*Goal*.
Transcribe the passage on database user permissions word for word, from "Consider having a" up to and including "of the question.".

*Selected passage*.
## start

Consider having a database with the following table prefixes blog_ and website_ (for examples and simplicity sake, K.I.S.S.)

I am thinking of something along the lines of the following, but am unsure which is appropriate and which is an overkill, hence the purpose of the question.

Solution 1: One writes, many read

  • Have only 1 user in the application with write access on the database. On all tables
  • Have more than one user with read access on to the database, but separated on a per table set(for a specific prefix) basis. Meaning that each RO db user respectively read access only to their set of tables.

## end

*Collected material*.
## start

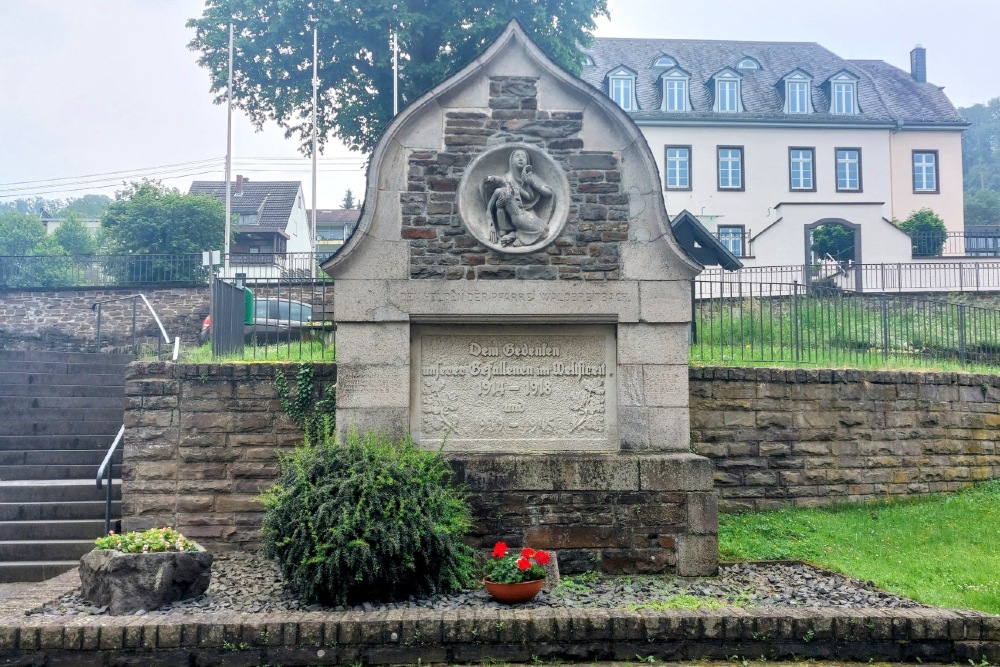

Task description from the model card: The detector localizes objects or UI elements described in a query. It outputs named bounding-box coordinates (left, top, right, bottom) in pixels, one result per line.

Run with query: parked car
left=198, top=297, right=324, bottom=343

## end

*Response*.
Consider having a database with the following table prefixes blog_ and website_ (for examples and simplicity sake, K.I.S.S.)

I am thinking of something along the lines of the following, but am unsure which is appropriate and which is an overkill, hence the purpose of the question.